Render every line of the records below as a Markdown table with the columns Row and Line, numbering the rows and skipping blank lines. Leave the pictures out of the table.

• [Records for the exercise]
■ ■ ■ ■

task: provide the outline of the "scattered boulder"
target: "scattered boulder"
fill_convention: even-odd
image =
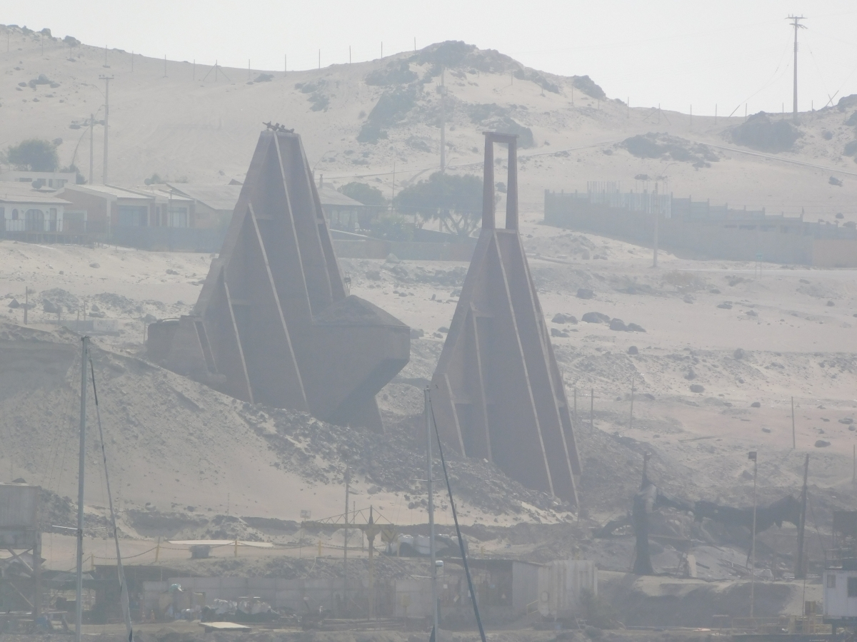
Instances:
[[[610,320],[610,330],[614,330],[617,332],[626,332],[628,326],[625,324],[625,322],[620,318],[614,318]]]
[[[580,318],[581,321],[584,321],[587,324],[608,324],[610,323],[610,318],[606,314],[602,314],[601,312],[586,312],[584,316]]]
[[[554,315],[554,318],[550,320],[552,324],[571,324],[574,325],[578,323],[577,317],[573,317],[571,314],[563,314],[562,312],[557,312]]]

■ ■ ■ ■

• [Worked answer]
| Row | Line |
|---|---|
| 1 | task: provide the outline of the "scattered boulder" |
| 2 | target: "scattered boulder" |
| 3 | fill_convention: even-odd |
| 4 | image = |
| 5 | Instances: |
| 6 | [[[610,320],[610,330],[614,330],[617,332],[626,332],[628,326],[625,324],[625,322],[620,318],[614,318]]] |
| 7 | [[[580,318],[581,321],[584,321],[587,324],[608,324],[610,323],[610,318],[606,314],[602,314],[601,312],[586,312],[584,316]]] |
| 8 | [[[554,315],[554,318],[550,320],[552,324],[571,324],[574,325],[578,323],[577,317],[573,317],[571,314],[563,314],[562,312],[557,312]]] |